+++ Dataset records +++

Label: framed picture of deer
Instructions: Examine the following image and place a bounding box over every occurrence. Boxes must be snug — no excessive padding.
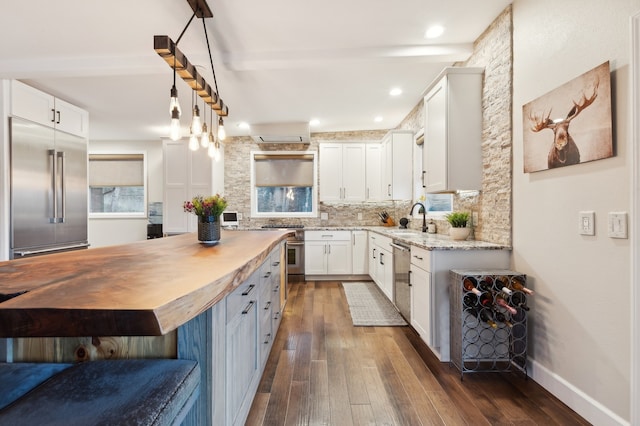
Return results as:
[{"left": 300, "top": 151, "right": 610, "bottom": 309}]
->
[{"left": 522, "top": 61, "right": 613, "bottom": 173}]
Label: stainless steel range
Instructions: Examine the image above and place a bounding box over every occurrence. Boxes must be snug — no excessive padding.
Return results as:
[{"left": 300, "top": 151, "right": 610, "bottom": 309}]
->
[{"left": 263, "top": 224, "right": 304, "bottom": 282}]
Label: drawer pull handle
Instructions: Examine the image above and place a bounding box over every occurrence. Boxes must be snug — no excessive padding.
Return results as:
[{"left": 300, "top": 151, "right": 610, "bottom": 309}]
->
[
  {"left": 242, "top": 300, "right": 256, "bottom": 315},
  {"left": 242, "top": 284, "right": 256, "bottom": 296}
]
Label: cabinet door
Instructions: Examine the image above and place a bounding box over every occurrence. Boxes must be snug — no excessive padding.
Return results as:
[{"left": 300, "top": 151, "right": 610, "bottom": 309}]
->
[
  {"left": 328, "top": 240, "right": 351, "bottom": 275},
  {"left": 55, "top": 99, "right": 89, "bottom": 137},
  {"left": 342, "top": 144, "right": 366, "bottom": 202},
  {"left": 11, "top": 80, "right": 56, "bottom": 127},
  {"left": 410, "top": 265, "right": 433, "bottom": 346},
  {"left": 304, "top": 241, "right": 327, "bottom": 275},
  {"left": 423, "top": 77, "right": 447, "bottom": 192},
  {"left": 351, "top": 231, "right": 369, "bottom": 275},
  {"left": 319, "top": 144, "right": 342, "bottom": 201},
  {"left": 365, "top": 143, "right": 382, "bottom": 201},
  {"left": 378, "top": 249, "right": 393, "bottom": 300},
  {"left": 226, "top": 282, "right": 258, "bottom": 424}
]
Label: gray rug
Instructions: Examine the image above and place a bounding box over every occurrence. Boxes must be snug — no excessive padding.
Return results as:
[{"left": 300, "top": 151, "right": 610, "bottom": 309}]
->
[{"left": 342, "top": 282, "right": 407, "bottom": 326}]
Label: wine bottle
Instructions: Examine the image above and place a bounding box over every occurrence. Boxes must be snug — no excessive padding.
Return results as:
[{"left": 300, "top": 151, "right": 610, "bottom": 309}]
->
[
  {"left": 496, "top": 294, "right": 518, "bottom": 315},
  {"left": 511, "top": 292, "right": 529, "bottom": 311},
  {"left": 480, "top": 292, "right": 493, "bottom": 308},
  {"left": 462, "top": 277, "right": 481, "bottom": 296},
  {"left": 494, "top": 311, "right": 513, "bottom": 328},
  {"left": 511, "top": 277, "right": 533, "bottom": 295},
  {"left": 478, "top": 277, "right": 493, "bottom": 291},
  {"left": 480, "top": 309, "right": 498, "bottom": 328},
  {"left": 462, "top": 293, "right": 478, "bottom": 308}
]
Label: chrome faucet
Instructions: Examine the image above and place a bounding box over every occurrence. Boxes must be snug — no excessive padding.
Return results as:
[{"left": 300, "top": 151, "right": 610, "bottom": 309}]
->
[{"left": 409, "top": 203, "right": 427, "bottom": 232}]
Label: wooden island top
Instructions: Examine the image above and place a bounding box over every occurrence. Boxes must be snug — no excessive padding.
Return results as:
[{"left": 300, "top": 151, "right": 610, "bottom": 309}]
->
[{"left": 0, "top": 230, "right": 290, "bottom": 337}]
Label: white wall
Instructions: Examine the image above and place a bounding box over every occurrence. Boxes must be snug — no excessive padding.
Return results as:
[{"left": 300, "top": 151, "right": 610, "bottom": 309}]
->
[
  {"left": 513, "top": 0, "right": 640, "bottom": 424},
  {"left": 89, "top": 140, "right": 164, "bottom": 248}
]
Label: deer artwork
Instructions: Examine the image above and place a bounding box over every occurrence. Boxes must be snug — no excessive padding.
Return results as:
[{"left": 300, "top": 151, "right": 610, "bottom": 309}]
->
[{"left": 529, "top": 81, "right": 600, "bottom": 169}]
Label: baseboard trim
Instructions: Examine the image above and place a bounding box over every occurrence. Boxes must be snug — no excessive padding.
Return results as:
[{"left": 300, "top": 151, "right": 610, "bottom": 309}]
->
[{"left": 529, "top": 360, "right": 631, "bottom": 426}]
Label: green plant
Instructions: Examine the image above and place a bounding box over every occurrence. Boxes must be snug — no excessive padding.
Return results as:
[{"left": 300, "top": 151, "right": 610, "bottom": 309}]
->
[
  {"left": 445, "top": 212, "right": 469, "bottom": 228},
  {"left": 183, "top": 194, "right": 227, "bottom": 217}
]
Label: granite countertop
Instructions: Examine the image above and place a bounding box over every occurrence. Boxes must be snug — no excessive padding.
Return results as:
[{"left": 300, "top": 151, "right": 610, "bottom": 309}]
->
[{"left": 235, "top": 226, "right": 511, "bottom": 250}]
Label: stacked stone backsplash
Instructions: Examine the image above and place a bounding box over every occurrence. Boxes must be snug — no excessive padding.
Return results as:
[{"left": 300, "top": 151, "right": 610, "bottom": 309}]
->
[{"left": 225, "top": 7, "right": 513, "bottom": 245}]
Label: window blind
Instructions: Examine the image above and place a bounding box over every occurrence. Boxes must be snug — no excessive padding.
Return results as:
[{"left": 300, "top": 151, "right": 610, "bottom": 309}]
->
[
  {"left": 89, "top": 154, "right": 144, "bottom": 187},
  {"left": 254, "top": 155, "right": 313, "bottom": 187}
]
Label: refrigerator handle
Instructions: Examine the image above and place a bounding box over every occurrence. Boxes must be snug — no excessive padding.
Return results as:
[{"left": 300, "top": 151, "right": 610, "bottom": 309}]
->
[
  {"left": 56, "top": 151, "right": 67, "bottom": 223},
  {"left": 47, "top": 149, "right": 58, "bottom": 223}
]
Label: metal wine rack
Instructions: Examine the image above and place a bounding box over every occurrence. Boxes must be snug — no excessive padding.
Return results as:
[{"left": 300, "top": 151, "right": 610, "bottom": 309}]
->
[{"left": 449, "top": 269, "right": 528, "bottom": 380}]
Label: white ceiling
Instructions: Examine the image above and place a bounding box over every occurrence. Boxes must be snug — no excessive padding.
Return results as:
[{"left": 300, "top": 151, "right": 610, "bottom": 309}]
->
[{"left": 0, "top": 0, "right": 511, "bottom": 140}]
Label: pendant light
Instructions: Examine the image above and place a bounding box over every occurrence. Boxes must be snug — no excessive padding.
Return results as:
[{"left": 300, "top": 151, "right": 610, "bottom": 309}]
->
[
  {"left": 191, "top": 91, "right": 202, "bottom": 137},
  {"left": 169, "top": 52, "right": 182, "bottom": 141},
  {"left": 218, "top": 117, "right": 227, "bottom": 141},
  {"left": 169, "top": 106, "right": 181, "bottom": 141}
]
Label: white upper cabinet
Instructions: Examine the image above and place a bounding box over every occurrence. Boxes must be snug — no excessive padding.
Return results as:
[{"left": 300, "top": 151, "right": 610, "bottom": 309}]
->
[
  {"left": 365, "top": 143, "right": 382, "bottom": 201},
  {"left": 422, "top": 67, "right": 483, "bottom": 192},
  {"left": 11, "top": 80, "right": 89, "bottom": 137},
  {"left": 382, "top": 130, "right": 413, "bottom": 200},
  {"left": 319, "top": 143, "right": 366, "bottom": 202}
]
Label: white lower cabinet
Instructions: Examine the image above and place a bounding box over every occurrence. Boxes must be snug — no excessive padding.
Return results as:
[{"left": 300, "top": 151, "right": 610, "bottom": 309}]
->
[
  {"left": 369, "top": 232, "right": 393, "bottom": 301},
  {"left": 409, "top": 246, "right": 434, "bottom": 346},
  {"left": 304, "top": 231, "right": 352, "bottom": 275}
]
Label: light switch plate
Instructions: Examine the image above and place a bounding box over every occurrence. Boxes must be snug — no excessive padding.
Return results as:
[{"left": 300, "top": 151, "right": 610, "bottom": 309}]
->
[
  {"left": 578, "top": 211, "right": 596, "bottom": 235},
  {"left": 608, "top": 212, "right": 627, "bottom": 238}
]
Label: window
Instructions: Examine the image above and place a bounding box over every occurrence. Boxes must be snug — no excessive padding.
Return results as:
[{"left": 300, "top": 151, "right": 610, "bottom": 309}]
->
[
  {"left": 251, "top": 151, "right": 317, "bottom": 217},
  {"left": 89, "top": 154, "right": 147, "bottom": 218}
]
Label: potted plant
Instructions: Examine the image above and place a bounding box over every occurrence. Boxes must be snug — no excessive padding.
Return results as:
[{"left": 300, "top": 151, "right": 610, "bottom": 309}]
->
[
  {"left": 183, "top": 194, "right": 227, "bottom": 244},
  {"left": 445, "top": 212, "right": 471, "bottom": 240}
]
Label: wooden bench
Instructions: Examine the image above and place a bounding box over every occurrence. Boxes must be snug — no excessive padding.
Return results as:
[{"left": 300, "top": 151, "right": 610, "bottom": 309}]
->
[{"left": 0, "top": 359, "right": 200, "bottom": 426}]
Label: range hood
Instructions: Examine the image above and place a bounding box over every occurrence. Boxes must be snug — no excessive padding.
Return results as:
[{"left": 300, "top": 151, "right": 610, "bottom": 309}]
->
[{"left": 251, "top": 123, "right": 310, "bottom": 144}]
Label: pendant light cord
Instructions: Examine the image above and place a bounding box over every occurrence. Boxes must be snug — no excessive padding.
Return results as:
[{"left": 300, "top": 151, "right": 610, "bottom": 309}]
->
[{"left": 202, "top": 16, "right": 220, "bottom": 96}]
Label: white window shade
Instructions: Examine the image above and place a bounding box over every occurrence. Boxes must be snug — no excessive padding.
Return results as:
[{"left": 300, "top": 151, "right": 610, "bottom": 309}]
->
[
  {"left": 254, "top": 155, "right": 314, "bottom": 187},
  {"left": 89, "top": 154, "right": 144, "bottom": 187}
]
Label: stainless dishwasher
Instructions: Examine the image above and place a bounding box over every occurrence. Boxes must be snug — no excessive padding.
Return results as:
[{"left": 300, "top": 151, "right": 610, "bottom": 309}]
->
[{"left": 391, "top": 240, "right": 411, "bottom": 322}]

+++
+++ Dataset records +++

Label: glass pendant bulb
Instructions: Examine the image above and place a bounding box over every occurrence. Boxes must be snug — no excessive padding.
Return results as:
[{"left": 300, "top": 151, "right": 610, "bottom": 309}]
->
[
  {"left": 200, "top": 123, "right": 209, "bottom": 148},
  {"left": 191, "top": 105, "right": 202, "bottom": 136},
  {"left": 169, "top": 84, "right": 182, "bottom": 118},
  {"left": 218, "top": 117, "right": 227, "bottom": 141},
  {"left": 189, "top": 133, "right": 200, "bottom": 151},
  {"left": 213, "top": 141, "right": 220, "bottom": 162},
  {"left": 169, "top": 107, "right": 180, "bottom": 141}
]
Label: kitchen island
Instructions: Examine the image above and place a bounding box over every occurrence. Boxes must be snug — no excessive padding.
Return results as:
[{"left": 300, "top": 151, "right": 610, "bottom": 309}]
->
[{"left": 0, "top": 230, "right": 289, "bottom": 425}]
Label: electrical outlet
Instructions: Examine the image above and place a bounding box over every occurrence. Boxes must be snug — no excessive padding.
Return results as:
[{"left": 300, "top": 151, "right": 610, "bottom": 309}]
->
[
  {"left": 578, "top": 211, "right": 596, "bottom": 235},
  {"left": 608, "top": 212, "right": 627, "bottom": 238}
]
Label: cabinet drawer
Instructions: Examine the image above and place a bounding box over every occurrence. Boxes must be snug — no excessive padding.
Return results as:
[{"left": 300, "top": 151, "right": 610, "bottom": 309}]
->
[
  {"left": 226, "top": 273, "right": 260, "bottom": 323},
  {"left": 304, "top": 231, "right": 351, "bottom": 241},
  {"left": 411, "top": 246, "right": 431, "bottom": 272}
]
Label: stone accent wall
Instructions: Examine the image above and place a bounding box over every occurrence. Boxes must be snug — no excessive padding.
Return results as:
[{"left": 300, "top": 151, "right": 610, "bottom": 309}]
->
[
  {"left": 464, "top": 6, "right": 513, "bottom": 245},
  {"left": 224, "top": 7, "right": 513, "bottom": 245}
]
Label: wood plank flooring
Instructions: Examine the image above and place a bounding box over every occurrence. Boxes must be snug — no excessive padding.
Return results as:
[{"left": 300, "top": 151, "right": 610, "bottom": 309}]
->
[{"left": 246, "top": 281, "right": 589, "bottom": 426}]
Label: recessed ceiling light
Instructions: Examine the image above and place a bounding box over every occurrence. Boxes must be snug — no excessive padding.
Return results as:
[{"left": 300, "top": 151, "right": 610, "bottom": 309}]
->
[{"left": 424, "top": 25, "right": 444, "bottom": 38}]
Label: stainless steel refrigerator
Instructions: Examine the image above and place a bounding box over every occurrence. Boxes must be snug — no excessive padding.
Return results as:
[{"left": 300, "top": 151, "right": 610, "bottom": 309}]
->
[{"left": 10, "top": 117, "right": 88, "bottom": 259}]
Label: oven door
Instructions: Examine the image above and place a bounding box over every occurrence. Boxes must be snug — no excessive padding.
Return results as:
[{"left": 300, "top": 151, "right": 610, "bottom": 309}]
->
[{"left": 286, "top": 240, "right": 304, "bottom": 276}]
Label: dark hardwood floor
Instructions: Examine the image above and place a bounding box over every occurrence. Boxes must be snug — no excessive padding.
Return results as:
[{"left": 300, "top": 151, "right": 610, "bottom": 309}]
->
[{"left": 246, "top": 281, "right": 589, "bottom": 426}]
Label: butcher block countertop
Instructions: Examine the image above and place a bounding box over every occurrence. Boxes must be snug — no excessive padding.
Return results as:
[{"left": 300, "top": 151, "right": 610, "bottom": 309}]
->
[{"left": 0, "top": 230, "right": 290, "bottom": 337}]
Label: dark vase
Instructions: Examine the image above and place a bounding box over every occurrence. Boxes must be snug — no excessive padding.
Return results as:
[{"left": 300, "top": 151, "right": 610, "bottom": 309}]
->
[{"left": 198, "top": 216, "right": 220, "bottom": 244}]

+++

[Exercise goal] How many lines of the material above contain the word "stainless"? Give only the number.

[Correct result] 3